::: Provided data :::

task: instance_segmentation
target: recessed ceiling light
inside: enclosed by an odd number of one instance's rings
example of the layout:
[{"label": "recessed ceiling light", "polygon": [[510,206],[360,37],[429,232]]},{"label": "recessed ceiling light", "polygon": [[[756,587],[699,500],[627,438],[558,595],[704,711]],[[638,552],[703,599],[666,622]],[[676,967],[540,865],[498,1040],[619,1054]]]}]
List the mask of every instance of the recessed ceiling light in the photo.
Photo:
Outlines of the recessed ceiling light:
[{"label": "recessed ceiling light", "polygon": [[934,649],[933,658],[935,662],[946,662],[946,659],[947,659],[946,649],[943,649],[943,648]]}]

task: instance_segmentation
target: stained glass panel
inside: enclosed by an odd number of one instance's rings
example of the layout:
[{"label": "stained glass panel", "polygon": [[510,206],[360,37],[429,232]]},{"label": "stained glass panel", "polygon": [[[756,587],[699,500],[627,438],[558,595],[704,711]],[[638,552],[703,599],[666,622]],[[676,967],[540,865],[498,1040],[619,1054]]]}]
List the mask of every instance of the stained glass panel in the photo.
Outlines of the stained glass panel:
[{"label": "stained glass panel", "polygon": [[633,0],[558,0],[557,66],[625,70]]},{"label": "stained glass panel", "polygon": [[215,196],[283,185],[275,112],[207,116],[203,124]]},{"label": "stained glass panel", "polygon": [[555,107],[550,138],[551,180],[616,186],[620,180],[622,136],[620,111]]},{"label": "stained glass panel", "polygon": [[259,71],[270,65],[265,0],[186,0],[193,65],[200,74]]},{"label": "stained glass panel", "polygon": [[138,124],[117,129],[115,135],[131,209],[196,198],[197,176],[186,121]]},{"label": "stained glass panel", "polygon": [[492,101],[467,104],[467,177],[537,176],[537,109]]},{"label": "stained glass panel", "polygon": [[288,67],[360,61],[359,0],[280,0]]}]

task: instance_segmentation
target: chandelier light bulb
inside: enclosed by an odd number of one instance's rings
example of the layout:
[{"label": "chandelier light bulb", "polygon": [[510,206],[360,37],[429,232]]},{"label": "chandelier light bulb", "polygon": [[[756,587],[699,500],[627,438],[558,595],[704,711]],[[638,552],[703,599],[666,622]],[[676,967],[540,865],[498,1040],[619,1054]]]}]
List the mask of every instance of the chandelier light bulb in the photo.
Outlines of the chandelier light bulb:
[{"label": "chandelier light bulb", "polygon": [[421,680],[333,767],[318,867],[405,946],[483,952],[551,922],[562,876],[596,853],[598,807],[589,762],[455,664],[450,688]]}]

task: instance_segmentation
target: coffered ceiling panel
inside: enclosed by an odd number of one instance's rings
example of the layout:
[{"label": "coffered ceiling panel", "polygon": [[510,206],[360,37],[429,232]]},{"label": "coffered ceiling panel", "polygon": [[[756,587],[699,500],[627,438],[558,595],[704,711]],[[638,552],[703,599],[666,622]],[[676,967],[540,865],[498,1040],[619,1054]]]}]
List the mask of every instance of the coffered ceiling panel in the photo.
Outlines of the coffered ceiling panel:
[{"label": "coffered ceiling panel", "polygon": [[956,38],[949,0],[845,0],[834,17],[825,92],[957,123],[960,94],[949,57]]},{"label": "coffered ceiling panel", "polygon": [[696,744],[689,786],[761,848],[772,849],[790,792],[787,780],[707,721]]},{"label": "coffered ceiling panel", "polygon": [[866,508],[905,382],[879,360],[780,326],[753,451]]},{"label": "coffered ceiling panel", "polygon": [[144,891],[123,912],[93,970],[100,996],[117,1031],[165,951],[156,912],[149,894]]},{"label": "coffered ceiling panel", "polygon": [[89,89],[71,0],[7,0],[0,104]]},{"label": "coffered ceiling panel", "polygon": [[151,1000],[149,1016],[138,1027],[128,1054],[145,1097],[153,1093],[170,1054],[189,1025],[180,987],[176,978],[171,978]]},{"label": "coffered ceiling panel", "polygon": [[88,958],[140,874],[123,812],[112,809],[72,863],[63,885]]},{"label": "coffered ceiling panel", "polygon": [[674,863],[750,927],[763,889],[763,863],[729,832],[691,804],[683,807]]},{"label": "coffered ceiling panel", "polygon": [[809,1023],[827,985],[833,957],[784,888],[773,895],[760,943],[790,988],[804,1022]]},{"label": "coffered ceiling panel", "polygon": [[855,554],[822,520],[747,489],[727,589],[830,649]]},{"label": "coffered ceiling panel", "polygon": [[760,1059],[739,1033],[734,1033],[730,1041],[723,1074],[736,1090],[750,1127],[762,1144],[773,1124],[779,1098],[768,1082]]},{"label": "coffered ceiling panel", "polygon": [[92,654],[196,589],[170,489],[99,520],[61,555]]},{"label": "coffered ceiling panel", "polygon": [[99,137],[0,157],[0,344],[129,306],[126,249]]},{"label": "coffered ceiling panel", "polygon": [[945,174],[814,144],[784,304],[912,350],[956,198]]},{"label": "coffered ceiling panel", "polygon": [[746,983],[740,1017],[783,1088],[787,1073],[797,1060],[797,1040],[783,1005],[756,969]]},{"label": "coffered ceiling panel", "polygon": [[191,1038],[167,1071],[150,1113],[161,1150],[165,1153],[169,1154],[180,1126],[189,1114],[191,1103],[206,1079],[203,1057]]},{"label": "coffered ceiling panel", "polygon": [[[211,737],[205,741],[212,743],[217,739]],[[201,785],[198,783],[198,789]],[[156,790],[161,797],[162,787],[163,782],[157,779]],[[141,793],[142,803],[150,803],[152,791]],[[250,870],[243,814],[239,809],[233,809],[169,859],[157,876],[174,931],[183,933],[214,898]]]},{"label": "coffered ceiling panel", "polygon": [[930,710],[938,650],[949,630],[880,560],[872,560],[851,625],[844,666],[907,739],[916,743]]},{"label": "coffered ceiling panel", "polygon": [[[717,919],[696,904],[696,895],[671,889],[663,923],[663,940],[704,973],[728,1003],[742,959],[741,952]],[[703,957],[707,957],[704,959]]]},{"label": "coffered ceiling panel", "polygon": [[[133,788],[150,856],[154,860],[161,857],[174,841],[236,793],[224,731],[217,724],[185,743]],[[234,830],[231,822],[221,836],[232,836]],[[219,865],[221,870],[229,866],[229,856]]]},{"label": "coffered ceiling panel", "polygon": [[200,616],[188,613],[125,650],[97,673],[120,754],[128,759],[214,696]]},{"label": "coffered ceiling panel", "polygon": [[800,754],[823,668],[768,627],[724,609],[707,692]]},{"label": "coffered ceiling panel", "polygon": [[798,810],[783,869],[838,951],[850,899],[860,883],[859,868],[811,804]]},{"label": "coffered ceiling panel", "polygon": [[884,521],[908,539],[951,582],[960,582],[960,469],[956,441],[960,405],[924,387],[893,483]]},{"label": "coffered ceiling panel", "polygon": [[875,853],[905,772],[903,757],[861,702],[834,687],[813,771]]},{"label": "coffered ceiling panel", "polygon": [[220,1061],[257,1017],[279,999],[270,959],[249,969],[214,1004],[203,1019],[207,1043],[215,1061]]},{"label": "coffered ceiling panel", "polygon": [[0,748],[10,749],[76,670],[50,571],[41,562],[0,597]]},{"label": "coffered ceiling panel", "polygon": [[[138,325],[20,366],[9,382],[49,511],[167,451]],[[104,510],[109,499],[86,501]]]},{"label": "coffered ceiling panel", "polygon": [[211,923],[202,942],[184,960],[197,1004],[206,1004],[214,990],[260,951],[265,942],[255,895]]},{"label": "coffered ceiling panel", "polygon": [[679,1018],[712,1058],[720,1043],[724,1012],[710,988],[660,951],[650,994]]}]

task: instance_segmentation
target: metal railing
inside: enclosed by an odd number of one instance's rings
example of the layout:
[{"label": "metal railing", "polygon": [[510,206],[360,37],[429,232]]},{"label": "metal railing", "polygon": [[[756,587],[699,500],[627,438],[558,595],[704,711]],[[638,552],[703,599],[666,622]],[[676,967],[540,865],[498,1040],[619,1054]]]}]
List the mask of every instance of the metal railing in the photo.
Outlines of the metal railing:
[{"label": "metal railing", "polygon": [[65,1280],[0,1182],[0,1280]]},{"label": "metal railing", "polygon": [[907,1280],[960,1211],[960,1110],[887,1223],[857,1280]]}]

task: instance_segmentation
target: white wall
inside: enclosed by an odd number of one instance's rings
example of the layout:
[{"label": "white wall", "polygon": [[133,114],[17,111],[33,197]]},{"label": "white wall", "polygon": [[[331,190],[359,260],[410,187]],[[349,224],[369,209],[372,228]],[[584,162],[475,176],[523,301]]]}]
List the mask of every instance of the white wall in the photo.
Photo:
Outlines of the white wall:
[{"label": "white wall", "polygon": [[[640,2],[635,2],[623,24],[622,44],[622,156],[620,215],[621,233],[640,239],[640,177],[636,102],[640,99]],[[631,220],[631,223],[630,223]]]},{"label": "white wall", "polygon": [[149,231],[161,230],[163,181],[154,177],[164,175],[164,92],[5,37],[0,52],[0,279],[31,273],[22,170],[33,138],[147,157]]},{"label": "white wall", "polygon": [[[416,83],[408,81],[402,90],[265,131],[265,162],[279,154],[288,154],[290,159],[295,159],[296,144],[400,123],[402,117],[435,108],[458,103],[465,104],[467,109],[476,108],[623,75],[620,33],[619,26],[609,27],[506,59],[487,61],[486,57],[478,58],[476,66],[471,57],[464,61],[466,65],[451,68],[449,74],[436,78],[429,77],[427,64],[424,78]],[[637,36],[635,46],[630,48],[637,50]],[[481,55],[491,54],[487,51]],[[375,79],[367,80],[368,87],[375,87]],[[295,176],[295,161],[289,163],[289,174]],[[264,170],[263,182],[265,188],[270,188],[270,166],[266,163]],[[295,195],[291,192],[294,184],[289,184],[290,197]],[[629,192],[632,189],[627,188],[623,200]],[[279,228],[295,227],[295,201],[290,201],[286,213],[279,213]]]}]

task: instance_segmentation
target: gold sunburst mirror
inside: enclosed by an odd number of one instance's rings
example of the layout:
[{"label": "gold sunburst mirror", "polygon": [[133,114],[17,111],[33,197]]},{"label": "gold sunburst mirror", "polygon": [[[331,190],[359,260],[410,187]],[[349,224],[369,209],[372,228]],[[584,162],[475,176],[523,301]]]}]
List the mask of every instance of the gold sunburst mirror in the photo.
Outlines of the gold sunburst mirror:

:::

Directions for this task: Pull every line containing the string "gold" out of the data above and copy it.

Exercise solution:
target: gold sunburst mirror
[{"label": "gold sunburst mirror", "polygon": [[133,114],[17,111],[33,197]]},{"label": "gold sunburst mirror", "polygon": [[[331,190],[359,260],[410,187]],[[349,224],[369,209],[372,228]],[[584,162],[475,176],[523,301]]]}]
List the mask of every instance of the gold sunburst mirror in the photo.
Outlines of the gold sunburst mirror:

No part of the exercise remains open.